"""

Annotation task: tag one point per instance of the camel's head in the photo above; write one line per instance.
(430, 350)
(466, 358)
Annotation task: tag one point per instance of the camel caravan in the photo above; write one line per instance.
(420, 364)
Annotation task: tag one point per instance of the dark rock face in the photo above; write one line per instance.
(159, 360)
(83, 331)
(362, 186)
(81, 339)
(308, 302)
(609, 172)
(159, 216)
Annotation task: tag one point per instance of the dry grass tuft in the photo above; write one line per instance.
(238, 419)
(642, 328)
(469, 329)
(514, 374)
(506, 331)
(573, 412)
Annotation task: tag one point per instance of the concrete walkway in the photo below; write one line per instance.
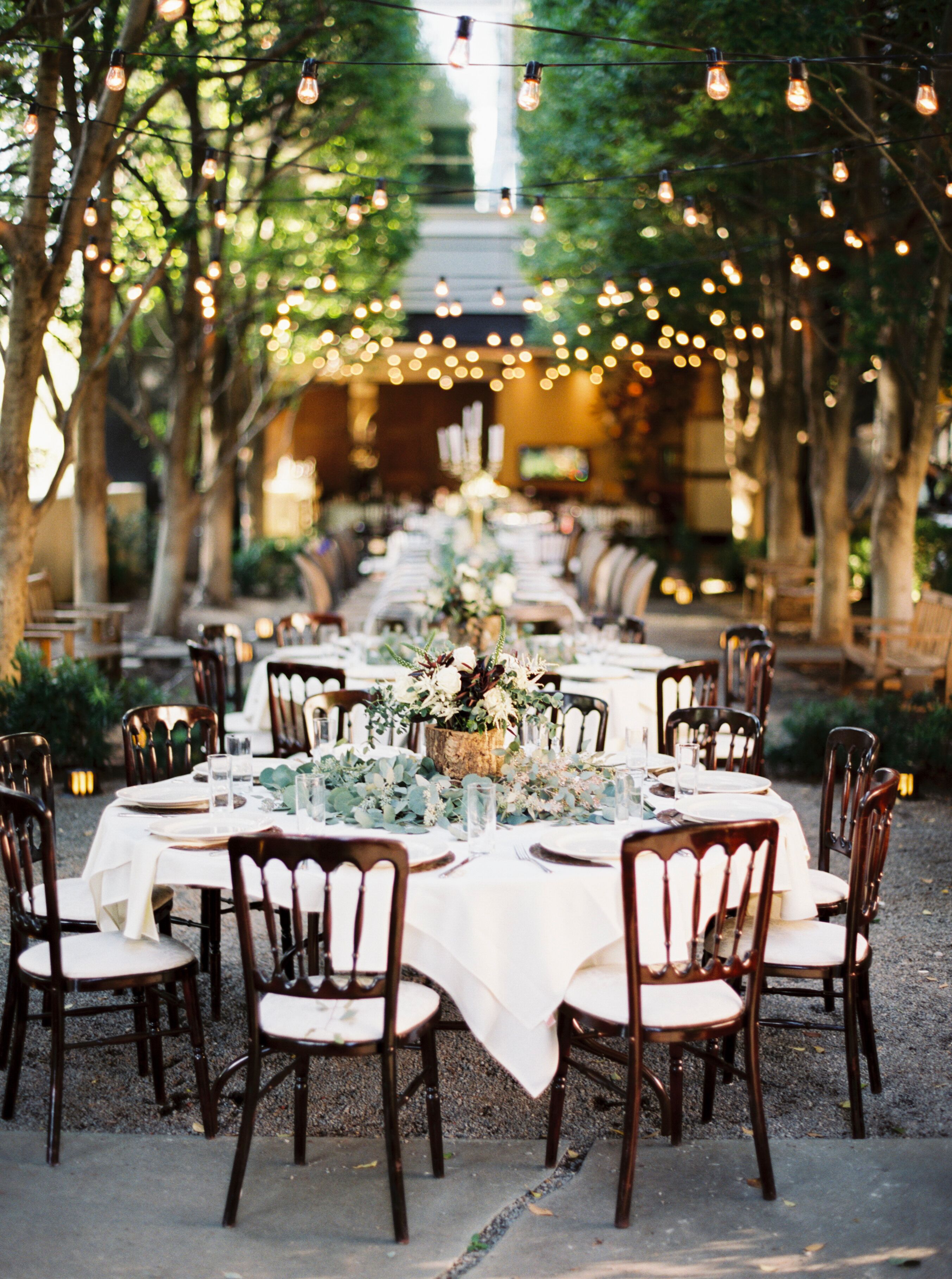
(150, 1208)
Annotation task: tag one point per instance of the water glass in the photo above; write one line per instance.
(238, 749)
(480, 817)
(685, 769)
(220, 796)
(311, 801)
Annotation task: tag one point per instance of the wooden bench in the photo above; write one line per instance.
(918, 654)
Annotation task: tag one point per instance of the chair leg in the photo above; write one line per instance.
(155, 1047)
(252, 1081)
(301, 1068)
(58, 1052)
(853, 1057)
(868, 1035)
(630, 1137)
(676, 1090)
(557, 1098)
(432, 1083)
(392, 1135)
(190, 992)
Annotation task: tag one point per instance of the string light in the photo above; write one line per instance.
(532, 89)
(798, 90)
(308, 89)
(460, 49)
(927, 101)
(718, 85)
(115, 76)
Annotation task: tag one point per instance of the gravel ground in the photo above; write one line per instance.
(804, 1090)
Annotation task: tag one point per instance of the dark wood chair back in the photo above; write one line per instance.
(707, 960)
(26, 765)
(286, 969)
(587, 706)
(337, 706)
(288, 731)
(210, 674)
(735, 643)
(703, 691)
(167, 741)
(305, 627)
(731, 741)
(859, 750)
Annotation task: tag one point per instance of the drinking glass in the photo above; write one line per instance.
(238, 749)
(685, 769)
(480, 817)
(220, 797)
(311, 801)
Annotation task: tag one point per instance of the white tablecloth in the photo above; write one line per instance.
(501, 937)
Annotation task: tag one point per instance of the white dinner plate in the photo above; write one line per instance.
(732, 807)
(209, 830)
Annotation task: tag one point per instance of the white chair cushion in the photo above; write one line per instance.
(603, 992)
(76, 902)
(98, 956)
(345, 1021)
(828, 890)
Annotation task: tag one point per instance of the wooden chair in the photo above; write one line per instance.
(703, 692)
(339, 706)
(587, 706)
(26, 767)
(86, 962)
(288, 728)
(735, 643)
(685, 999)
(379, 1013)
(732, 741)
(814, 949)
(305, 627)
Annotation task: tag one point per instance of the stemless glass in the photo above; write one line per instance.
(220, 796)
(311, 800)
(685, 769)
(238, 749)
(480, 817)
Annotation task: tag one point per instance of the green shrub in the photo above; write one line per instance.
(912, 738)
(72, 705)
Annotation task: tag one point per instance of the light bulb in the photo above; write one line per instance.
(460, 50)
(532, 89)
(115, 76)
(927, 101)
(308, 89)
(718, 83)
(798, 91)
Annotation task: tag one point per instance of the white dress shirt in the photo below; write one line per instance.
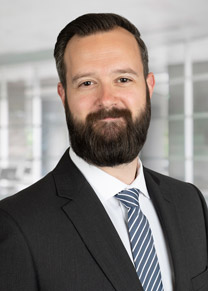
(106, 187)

"""

What to produce: Omit the images and transcribe all of the records above word for word.

Finished exercise:
Annotation task: tag one point per instance of the camel's head in the photo above; write one line per instance.
(430, 350)
(466, 358)
Annotation task: tag one point per instance of the camel caravan in the photo above; write one line per instance.
(420, 364)
Annotation task: tag one point per instance of the dark rock face in the photo above; write one line per instance.
(159, 360)
(83, 331)
(362, 186)
(81, 339)
(308, 302)
(609, 172)
(159, 216)
Annotation task: tag one point per instance of the dry grass tuft in the photo above; write one line per instance.
(238, 419)
(642, 328)
(469, 329)
(514, 374)
(506, 331)
(573, 412)
Annotation task: tag one point per instance of the concrete walkway in the photo below; write one line per instance.
(150, 1208)
Annotation task: tag one point per instance of the water glass in the photo above; write one line per instance.
(238, 749)
(480, 817)
(685, 769)
(220, 796)
(311, 801)
Annotation task: tag one point per instance of the wooden bench in the photo above; write one line per instance.
(918, 654)
Annotation task: tag one point per instance of the chair leg in the photo above; write one line per instance.
(155, 1047)
(252, 1081)
(301, 1068)
(58, 1052)
(853, 1057)
(868, 1035)
(630, 1137)
(676, 1090)
(557, 1098)
(432, 1083)
(392, 1135)
(190, 992)
Annotation task: tag one point per instance of the string light in the photo above; write one line per instance.
(532, 89)
(798, 90)
(308, 89)
(460, 49)
(927, 101)
(718, 85)
(115, 76)
Annotation task: tag one point per instance of the gravel ground in the photo above; write one line per instance.
(804, 1090)
Annotation task: tag one point per instance of the dark wood chair back in the photo above; write one line per instance.
(707, 960)
(26, 765)
(286, 969)
(587, 706)
(337, 706)
(288, 731)
(210, 674)
(735, 643)
(703, 691)
(167, 741)
(305, 627)
(731, 741)
(859, 750)
Annotation task: tag one point per instance of the drinking glass in the photo above; write one line per instance.
(238, 749)
(685, 769)
(480, 817)
(220, 797)
(311, 801)
Annotation task: tag one point per instance of the white tablecloth in the photo above; write one line per instance.
(501, 937)
Annotation task: tag one point per instance of the white dinner plate in the photo above; write one line per instance.
(732, 807)
(209, 830)
Annotation task: tag one point per instance of the white chair cushion in the photo above; write one line per instance.
(603, 992)
(76, 902)
(98, 956)
(345, 1021)
(828, 890)
Annotation task: tag one point per instance of the wooden chair in the photo above; write one line per instance.
(703, 692)
(339, 706)
(587, 706)
(26, 767)
(86, 962)
(288, 728)
(735, 643)
(685, 999)
(379, 1013)
(732, 741)
(814, 949)
(305, 627)
Annotation task: tag one point per instance of the stemless glass in the photo above; write one line per instance.
(220, 796)
(311, 800)
(685, 769)
(238, 749)
(480, 817)
Annotation task: tag one point per instance of the green shrub in the photo above; write one line per instance.
(912, 738)
(72, 705)
Annotation task: tag one point per instance of the light bulb in the photo above; write one line per instance.
(460, 50)
(532, 89)
(115, 76)
(927, 101)
(308, 89)
(718, 83)
(798, 91)
Annotation task: tag one point per instance of the white dress shirt in the photo below; write one line per instance.
(106, 187)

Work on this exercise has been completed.